▶ _EXERCISE INSTRUCTIONS_
What you return must match the records exactly, line for line.

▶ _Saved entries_
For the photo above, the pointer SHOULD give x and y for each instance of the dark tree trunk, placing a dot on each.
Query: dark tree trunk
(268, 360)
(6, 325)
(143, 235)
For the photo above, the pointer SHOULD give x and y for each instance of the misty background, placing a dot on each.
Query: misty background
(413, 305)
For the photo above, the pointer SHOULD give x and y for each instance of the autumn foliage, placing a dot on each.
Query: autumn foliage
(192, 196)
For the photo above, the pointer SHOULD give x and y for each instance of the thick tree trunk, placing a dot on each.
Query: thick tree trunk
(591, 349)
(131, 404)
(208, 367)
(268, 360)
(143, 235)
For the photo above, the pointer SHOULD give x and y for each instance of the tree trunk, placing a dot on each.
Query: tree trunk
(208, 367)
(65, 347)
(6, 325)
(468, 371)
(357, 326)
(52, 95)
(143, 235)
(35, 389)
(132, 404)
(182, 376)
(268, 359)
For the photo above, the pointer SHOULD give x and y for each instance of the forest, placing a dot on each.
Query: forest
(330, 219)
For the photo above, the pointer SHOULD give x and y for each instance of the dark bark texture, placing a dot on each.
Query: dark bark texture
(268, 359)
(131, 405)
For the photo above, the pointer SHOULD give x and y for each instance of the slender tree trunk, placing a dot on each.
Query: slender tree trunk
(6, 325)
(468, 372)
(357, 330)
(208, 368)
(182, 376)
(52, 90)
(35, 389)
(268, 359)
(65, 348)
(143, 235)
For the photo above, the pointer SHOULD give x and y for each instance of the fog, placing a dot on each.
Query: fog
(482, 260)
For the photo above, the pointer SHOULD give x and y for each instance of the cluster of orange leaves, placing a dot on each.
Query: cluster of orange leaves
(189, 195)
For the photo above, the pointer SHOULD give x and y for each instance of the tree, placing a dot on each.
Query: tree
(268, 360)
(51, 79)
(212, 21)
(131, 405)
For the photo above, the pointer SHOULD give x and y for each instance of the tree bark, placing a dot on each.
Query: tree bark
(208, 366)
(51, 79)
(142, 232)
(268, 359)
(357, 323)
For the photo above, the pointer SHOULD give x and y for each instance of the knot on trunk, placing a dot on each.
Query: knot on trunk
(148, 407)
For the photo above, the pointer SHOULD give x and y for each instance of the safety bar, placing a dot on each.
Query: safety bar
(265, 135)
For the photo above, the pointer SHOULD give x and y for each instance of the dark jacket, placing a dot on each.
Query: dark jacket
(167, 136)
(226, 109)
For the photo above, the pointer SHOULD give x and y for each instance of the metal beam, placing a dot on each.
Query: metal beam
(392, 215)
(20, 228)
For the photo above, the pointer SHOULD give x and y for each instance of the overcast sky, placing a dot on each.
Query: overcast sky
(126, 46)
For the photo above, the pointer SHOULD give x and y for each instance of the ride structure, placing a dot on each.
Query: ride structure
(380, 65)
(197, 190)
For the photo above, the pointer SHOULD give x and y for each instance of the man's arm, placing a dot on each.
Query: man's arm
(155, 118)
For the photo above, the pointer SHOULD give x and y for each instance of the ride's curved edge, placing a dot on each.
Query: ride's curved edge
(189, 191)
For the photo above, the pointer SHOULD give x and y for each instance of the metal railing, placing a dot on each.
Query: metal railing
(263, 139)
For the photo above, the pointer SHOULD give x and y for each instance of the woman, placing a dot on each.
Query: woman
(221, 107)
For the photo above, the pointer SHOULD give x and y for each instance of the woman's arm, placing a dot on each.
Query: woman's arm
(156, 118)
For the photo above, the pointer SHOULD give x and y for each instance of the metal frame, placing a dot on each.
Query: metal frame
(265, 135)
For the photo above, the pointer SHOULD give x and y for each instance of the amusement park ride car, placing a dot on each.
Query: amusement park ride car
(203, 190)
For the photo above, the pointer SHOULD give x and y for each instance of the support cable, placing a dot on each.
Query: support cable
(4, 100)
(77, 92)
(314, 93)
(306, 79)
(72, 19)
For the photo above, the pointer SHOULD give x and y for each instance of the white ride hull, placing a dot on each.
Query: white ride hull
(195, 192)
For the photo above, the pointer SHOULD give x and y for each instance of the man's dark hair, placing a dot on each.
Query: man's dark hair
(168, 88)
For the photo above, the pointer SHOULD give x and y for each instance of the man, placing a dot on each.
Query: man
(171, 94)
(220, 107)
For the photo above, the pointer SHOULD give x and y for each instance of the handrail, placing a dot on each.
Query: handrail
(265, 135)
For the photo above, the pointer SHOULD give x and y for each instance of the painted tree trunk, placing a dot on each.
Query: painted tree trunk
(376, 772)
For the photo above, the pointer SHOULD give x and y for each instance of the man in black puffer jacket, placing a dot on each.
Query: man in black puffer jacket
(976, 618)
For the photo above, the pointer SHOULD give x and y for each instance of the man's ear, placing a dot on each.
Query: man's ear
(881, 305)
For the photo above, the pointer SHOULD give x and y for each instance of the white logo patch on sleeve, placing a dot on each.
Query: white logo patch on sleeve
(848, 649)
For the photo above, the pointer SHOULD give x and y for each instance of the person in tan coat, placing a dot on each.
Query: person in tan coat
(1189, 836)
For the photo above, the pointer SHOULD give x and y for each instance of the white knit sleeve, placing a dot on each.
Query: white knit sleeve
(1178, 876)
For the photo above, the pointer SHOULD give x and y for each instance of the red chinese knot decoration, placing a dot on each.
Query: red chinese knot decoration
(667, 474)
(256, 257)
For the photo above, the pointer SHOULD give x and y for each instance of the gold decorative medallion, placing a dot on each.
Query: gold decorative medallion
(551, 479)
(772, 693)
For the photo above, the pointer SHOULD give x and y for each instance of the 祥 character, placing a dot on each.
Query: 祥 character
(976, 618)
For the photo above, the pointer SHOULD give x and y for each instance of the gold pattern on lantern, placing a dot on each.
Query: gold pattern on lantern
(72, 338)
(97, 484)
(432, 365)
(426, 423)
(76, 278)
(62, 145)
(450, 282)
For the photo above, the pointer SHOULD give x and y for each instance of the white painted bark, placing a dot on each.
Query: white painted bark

▶ _OUTPUT OF THE EXERCISE_
For the photo above, the pointer SHOULD give x and y for each instance of the dark tree trunk, placing a dot on each.
Query: dark tree trunk
(268, 360)
(6, 325)
(143, 235)
For the photo above, the pointer SHOULD give x and y for each instance of the misty background, placing a dot on each.
Query: misty background
(413, 305)
For the photo above, the pointer SHOULD give x and y for each instance of the autumn foliage, placing a dot on each.
Query: autumn foliage
(192, 196)
For the photo above, the pointer SHOULD give x and y for each instance of the thick tree trunk, placing a dot on each.
Query: thick tree trunk
(591, 349)
(131, 404)
(208, 367)
(268, 360)
(143, 235)
For the photo above, the pointer SHOULD give x and y for each instance of the tree trunk, placing a dot on each.
Query: tree trunk
(208, 367)
(65, 347)
(6, 325)
(468, 371)
(357, 326)
(52, 95)
(143, 235)
(35, 389)
(132, 404)
(182, 376)
(268, 359)
For the photo above, the pointer SHOULD give x and y for each instance of the forest, placing a dot on each.
Query: forest
(330, 219)
For the photo above, the pointer SHOULD give x and y for each instance of the dark bark texture, placing a dot on each.
Query: dark bark texture
(268, 359)
(131, 405)
For the photo above, the pointer SHOULD give x and y for each instance of the slender tree trunk, placing a dot on each.
Query: slender tree trunk
(6, 325)
(468, 372)
(357, 330)
(208, 368)
(182, 376)
(52, 90)
(35, 389)
(268, 359)
(65, 348)
(143, 235)
For the photo above, the pointer SHOULD give x and y for each instance of the fog, placing a dot on each.
Query: fog
(482, 260)
For the photo above, the pointer SHOULD give x and y for each instance of the cluster of orange leaves, placing a dot on each.
Query: cluster of orange leaves
(189, 195)
For the photo above, the pointer SHOULD give x and y for each instance of the tree, placing a dot on each.
Query: tree
(268, 360)
(51, 79)
(212, 21)
(131, 405)
For the photo above, the pointer SHOULD give x and y for each instance of the tree bark, placing a dot on each.
Query: tree bark
(208, 366)
(51, 79)
(142, 232)
(268, 359)
(357, 323)
For the photo above, the pointer SHOULD give x and y for each instance of the knot on trunk, placing a dot on each.
Query: knot on trunk
(148, 407)
For the photo above, the pointer SHOULD give x and y for each instance of the safety bar, placing a dot on each.
Query: safety bar
(265, 135)
For the photo above, the pointer SHOULD give x and y for each instance of the dark jacket, placing a dot on each.
Query: dark jacket
(167, 136)
(226, 109)
For the photo above, the pointer SHOULD give x and y for each instance of the metal beam, placing a dot on each.
Query: metal beam
(392, 215)
(20, 228)
For the photo above, the pointer SHOULD give x and y for each instance of the overcast sky, placing a dot on each.
Query: overcast sky
(126, 46)
For the photo above, the pointer SHOULD give x and y for each instance of the ride structure, placing a dot on each.
Query: ride structure
(380, 65)
(197, 190)
For the photo above, the pointer SHOULD give x and y for each instance of the man's arm, placing a dot on each.
Query: man's arm
(155, 118)
For the photo above, the pointer SHOULD give x and y for each instance of the ride's curved edge, placing a dot on each.
Query: ride's curved edge
(189, 191)
For the photo above, the pointer SHOULD give x and y for each instance of the metal railing, placing a dot on each.
Query: metal railing
(263, 139)
For the photo above, the pointer SHOULD give x and y for each instance of the woman, placing a dot on each.
Query: woman
(221, 107)
For the photo above, the pointer SHOULD give x and y for each instance of the woman's arm, placing a dot on each.
Query: woman's arm
(156, 118)
For the photo above, the pointer SHOULD give x and y for each instance of the metal frame, placing a dot on each.
Query: metal frame
(265, 135)
For the photo above, the pointer SHOULD give x and y for each instance of the amusement park ride car, placing a dot on each.
Query: amusement park ride car
(203, 190)
For the photo above, the pointer SHOULD give x and y for each instance of the support cable, placing a dot on each.
Query: support cable
(4, 100)
(77, 92)
(314, 93)
(306, 79)
(72, 19)
For the photo above, the pointer SHOULD give x and y for each instance of the white ride hull, placing a dot on each.
Query: white ride hull
(195, 192)
For the photo above, the pointer SHOULD give x and y for each instance of the man's dark hair, placing a dot on each.
Query: man's dark hair
(168, 88)
For the photo above, the pointer SHOULD give x and y for each instance of the man, placing a dot on each.
Query: man
(171, 94)
(220, 107)
For the photo above, the pointer SHOULD give x and y for each instance of the handrail, placing a dot on each.
Query: handrail
(265, 135)
For the photo above, the pointer SHOULD give x and y for each instance of the painted tree trunk, placing a dot on each.
Query: painted tree trunk
(376, 772)
For the photo above, the pointer SHOULD give x and y for each instance of the man in black puffer jacket, placing a dot on each.
Query: man in black puffer jacket
(976, 618)
For the photo above, the pointer SHOULD give x and y for each instance of the man's ear, placing a dot on each.
Query: man's ear
(881, 305)
For the photo above, the pointer SHOULD give x and y for each instance of the white logo patch on sleeve, placing a dot on each.
Query: white logo patch on sleeve
(848, 649)
For the photo above, the pointer SHOULD give x and y for each instance of the person in tan coat, placing a dot on each.
Query: person in tan coat
(1189, 836)
For the photo above, the pointer SHOULD give x and y for each instance of the white knit sleeve, placing a dot on each.
Query: white knit sleeve
(1178, 876)
For the photo above, the pointer SHOULD give x and y for each instance of the red chinese knot decoration, placing a dot on each.
Query: red chinese knot decoration
(667, 474)
(256, 257)
For the photo above, the pointer SHOULD give x and y for each instance of the gold decorative medallion, placing a dot on each.
Query: gold decorative medallion
(551, 479)
(772, 693)
For the photo above, the pointer SHOULD give x and y for each instance of the 祥 character, placing a dot on each.
Query: 祥 character
(976, 618)
For the photo above, the pointer SHOULD give x and y for each instance of the gold pattern on lantern, placing a dot on each.
Query: gold pattern on lantern
(72, 338)
(97, 484)
(432, 365)
(426, 423)
(76, 278)
(62, 145)
(450, 282)
For the photo above, the pointer SHOULD give x and y for each instance of the white painted bark, placing a dot on each.
Query: white painted bark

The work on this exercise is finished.